[START OF Task inputs]

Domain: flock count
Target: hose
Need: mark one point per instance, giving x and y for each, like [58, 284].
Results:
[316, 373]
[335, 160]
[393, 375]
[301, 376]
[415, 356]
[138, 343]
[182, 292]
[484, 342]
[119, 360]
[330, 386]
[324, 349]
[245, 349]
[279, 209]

[END OF Task inputs]

Work to be completed => Please reproduce all these rows, with every point coordinate in the results offset by -105. Leave the rest of each row, including the format sample in its request, unchanged.

Solution to this exercise =>
Domain: flock count
Target: hose
Need: mark one point per instance, giving x and y for each, like [58, 284].
Results:
[211, 268]
[230, 55]
[288, 270]
[196, 271]
[310, 251]
[33, 238]
[77, 187]
[379, 237]
[14, 255]
[225, 281]
[219, 244]
[140, 244]
[174, 104]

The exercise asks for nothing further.